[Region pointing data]
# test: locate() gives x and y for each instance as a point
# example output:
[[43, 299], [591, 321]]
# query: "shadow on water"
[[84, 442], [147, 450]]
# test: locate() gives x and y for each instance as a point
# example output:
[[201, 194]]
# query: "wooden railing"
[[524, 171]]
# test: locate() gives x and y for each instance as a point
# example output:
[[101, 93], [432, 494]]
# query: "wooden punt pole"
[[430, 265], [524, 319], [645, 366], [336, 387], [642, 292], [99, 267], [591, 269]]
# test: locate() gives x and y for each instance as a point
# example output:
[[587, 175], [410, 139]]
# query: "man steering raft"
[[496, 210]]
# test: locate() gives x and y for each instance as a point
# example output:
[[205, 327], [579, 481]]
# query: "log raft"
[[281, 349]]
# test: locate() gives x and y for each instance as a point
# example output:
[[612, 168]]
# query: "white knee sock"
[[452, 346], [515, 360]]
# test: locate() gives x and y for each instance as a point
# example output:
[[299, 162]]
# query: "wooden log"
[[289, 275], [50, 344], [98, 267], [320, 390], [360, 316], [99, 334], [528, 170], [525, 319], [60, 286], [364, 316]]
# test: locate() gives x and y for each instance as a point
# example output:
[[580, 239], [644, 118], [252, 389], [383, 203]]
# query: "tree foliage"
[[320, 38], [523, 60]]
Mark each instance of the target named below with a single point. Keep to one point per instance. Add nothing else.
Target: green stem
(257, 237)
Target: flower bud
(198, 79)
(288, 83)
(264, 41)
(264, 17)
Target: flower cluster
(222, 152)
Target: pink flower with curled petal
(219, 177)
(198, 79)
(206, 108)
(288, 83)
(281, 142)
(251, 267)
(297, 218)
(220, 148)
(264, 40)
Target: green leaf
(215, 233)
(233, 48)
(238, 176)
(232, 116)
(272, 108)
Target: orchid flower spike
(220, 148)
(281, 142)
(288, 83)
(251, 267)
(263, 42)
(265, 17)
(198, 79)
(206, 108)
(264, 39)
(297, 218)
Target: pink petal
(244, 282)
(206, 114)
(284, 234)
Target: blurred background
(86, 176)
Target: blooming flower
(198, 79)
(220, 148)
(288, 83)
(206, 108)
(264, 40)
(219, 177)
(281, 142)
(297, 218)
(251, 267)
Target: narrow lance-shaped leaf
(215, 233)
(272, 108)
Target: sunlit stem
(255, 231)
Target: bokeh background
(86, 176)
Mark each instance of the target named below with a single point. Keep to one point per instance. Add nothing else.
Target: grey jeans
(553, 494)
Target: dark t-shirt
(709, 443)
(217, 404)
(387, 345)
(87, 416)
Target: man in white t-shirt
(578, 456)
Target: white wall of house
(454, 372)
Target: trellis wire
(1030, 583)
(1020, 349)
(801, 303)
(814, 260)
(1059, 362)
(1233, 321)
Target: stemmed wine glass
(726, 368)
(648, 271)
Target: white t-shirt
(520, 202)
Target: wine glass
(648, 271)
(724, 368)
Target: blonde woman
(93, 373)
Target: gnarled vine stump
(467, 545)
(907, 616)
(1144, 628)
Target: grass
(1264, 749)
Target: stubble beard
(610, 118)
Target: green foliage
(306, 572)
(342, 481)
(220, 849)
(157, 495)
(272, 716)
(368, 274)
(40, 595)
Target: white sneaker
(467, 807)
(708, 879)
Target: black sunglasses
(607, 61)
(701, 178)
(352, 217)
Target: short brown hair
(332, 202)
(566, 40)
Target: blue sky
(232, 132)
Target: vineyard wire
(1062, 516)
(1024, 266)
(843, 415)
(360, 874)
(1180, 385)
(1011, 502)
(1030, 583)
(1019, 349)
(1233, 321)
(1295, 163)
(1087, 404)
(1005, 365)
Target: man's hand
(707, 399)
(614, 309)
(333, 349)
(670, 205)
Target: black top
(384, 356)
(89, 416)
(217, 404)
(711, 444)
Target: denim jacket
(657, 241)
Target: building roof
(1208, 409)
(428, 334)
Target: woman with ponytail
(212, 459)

* [Exercise] All the entries above need to be repeated word for word.

* [Solved problem]
# test: locate() gives x and y for each instance as a point
# example output:
[[43, 299], [591, 321]]
# query: "shadow on water"
[[84, 442], [147, 450]]
# test: locate() gives x and y for each instance as a point
# example output:
[[201, 194]]
# query: "wooden railing"
[[524, 171]]
# test: locate() gives x and y for each instance as a point
# example output:
[[101, 93], [432, 494]]
# query: "wooden punt pole"
[[430, 265], [524, 319], [645, 366], [336, 387], [642, 292], [99, 267], [591, 269]]
# test: locate() gives x and y for each instance as a point
# example output:
[[587, 175], [410, 139]]
# query: "man steering raft"
[[496, 210]]
# test: locate() gives x and y for each instance as a point
# example output:
[[205, 327], [579, 481]]
# query: "log raft"
[[281, 349]]
# test: locate() gives x and y for each instance as a point
# example output:
[[612, 168]]
# query: "white knee sock"
[[452, 346], [515, 360]]
# test: locate() gives x and y for each instance as a point
# example output:
[[299, 162]]
# query: "wooden log"
[[289, 275], [50, 344], [98, 267], [320, 390], [360, 316], [99, 334], [528, 170], [525, 319], [60, 286], [364, 316]]
# test: locate() gives x and y for each instance as a point
# example output:
[[580, 239], [644, 118], [252, 389], [383, 203]]
# query: "tree foliage"
[[320, 38], [523, 60]]
Mark each instance of the target named below with a single point. Keep to one point per instance. Add nothing else.
Target: green stem
(257, 237)
Target: flower bud
(198, 79)
(288, 83)
(264, 41)
(264, 17)
Target: flower cluster
(222, 152)
Target: pink flower with curled petal
(219, 177)
(198, 79)
(206, 108)
(288, 83)
(281, 142)
(251, 267)
(297, 218)
(220, 148)
(264, 40)
Target: green leaf
(215, 233)
(233, 48)
(238, 176)
(232, 116)
(272, 108)
Target: orchid flower spike
(220, 148)
(281, 142)
(288, 83)
(251, 267)
(263, 42)
(265, 17)
(198, 79)
(206, 108)
(264, 39)
(297, 218)
Target: pink petal
(244, 282)
(206, 114)
(284, 234)
Target: blurred background
(86, 176)
Target: blooming flower
(198, 79)
(220, 148)
(288, 83)
(206, 108)
(264, 40)
(219, 177)
(281, 142)
(297, 218)
(251, 267)
Target: narrow lance-shaped leaf
(215, 233)
(272, 108)
Target: sunlit stem
(255, 231)
Target: bokeh background
(86, 176)
Mark each instance of the target named below with a single point. Keep to one point per instance. Add nothing else.
Target: grey jeans
(553, 494)
Target: dark t-shirt
(709, 443)
(217, 404)
(387, 345)
(87, 416)
Target: man in white t-shirt
(578, 456)
Target: white wall of house
(454, 372)
Target: trellis wire
(1030, 583)
(1020, 349)
(801, 303)
(814, 260)
(1059, 362)
(1233, 321)
Target: stemmed wine glass
(726, 368)
(648, 271)
Target: white t-shirt
(520, 202)
Target: wine glass
(648, 271)
(724, 368)
Target: blonde woman
(93, 373)
Target: gnarled vine stump
(467, 545)
(907, 616)
(1144, 628)
Target: grass
(1264, 749)
Target: stubble beard
(610, 118)
Target: green foliage
(306, 572)
(342, 481)
(220, 849)
(157, 495)
(272, 716)
(368, 274)
(40, 595)
Target: white sneaker
(467, 807)
(708, 879)
Target: black sunglasses
(607, 61)
(701, 178)
(352, 217)
Target: short brown hair
(332, 202)
(566, 40)
Target: blue sky
(232, 132)
Target: vineyard wire
(1062, 516)
(1024, 266)
(843, 415)
(360, 874)
(1180, 385)
(1011, 502)
(1030, 583)
(1019, 349)
(1233, 321)
(1295, 163)
(1087, 404)
(1005, 365)
Target: man's hand
(707, 399)
(614, 309)
(333, 349)
(670, 205)
Target: black top
(384, 356)
(89, 416)
(217, 404)
(711, 444)
Target: denim jacket
(657, 241)
Target: building roof
(1208, 409)
(428, 334)
Target: woman with ponytail
(212, 459)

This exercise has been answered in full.